╭─ Material

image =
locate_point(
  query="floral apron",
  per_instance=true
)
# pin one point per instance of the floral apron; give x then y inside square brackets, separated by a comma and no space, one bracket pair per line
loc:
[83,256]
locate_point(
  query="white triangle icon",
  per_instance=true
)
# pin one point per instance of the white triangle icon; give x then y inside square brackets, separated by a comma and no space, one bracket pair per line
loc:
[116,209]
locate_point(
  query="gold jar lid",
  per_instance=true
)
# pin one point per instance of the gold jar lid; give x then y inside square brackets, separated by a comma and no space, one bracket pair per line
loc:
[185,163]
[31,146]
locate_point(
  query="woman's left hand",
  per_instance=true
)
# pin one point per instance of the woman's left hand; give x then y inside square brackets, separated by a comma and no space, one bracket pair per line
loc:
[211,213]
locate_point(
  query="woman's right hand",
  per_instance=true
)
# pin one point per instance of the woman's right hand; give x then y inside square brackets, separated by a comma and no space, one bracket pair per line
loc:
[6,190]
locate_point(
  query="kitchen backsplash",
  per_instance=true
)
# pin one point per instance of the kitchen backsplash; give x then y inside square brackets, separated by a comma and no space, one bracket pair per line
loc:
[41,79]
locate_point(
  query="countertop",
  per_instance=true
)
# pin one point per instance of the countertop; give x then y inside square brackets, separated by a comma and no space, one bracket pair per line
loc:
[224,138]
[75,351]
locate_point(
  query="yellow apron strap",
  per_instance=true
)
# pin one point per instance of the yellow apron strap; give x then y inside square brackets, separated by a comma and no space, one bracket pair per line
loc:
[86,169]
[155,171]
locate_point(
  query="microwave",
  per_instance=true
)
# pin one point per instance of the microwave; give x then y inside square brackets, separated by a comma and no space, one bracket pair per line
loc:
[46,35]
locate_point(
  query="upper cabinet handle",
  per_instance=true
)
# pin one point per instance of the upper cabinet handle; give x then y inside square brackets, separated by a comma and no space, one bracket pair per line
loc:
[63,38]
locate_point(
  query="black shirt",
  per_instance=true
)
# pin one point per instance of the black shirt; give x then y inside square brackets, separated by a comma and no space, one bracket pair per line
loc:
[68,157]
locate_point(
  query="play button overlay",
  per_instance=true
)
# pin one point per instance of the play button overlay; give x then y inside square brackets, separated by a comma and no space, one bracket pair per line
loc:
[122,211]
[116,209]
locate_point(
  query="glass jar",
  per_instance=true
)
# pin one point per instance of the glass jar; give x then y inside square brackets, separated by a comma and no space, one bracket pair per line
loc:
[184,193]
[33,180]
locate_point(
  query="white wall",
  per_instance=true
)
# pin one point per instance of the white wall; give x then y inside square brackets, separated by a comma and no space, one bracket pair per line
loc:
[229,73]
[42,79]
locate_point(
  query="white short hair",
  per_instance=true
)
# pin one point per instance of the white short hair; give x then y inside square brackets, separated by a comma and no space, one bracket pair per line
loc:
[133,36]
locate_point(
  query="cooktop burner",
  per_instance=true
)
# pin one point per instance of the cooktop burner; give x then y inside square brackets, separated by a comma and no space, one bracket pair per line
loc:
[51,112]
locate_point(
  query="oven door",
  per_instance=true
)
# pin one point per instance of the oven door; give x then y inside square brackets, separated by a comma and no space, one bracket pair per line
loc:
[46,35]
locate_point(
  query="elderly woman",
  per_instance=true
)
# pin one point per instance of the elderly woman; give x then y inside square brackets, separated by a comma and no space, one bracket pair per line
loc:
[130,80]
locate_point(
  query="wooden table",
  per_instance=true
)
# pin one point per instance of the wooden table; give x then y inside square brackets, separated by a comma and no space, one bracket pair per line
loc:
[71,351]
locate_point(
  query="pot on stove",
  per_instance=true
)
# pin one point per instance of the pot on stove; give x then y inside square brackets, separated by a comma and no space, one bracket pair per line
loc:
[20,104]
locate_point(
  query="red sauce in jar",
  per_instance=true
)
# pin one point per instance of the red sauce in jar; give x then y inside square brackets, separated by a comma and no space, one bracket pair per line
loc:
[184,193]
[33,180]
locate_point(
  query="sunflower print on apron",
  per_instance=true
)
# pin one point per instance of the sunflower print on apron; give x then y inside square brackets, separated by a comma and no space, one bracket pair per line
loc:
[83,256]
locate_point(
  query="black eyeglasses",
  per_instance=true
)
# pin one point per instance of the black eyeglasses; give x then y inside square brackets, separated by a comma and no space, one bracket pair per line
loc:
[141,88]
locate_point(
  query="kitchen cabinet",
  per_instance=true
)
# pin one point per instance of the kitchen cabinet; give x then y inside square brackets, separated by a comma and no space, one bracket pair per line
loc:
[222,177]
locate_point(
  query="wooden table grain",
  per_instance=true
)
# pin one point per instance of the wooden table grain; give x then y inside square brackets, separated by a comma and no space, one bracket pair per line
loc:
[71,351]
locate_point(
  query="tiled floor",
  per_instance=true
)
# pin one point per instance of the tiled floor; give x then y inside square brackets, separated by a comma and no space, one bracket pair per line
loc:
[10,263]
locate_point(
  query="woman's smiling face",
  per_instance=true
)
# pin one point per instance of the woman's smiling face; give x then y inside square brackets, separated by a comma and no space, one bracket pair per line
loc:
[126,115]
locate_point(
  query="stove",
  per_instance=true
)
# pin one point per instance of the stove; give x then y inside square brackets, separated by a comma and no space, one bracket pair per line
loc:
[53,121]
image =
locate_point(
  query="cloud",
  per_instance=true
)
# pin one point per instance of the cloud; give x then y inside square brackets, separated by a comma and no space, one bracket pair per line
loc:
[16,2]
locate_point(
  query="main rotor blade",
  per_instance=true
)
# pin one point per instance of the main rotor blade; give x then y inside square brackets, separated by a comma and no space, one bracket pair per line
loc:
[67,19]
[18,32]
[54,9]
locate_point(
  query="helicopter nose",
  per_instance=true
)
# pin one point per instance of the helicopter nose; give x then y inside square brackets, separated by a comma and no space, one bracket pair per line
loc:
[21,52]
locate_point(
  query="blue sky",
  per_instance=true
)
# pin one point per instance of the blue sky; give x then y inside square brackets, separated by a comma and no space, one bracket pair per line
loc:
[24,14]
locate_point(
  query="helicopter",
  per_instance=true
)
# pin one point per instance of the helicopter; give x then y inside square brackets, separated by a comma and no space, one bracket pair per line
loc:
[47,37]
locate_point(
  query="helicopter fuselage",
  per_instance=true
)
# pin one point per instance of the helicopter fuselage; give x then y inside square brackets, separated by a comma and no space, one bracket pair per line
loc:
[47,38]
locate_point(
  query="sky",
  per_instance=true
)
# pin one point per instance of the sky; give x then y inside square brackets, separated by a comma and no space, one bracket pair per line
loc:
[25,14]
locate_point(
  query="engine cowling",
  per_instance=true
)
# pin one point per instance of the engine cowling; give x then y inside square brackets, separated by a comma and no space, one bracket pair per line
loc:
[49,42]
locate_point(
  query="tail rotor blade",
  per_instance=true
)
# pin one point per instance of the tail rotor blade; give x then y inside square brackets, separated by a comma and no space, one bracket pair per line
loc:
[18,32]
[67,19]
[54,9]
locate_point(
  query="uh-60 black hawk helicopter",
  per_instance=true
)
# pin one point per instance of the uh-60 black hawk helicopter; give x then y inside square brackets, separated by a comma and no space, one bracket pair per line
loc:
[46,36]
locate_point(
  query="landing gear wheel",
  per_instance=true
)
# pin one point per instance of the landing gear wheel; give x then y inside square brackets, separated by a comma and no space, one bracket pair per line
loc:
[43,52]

╰─
╭─ Material

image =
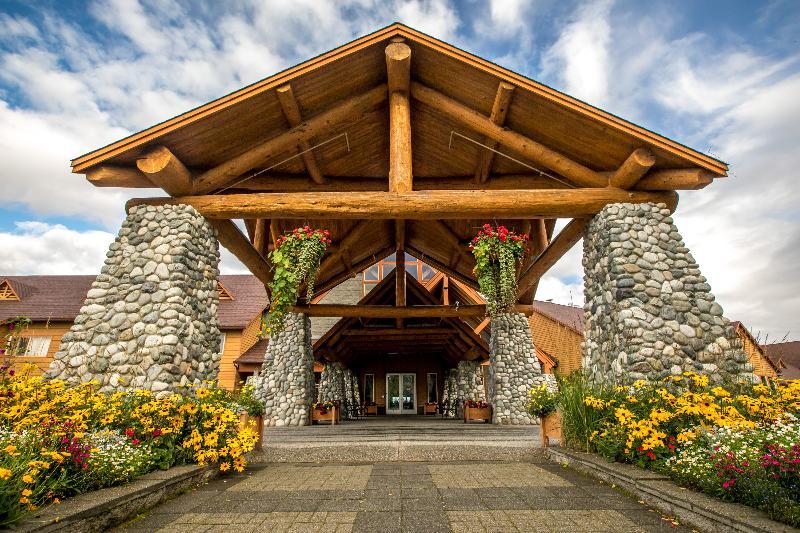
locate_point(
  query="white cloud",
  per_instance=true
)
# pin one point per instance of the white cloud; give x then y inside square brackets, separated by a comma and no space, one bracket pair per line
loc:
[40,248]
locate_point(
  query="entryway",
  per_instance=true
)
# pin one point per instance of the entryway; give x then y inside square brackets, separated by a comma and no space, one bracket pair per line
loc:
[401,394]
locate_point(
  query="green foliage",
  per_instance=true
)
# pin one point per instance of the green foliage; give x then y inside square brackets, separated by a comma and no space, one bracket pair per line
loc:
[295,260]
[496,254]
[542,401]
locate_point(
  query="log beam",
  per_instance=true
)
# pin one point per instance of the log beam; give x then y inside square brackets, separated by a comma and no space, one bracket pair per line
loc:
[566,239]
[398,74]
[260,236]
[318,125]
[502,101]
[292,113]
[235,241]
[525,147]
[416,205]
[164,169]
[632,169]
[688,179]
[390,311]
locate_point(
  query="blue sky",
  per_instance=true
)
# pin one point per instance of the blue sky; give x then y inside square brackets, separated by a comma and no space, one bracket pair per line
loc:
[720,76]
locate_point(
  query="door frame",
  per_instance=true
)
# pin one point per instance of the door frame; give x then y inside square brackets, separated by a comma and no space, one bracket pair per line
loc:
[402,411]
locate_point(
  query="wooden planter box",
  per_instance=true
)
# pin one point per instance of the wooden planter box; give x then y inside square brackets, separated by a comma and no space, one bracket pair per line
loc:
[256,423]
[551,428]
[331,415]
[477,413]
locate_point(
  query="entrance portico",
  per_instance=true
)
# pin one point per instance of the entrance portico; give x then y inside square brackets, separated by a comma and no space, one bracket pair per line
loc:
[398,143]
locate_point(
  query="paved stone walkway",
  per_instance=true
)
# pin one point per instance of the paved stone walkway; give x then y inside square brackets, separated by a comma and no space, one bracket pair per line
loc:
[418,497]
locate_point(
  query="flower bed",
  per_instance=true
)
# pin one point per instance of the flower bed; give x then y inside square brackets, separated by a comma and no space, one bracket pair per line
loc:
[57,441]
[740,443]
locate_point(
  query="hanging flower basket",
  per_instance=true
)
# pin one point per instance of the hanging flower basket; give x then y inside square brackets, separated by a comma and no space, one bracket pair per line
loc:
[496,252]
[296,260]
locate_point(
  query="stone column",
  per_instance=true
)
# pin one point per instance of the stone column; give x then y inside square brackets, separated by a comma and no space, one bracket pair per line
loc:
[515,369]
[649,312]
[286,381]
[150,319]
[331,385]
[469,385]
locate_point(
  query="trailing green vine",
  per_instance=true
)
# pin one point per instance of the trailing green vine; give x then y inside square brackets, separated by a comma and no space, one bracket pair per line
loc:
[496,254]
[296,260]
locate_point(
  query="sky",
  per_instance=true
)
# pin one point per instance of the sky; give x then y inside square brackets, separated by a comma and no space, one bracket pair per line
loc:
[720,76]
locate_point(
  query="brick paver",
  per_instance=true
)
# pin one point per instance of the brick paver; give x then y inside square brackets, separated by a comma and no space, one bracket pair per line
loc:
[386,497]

╰─

Required work> Count the lines in the listing that contain the string "fuselage". Reply with the number alone.

Output for this task> 2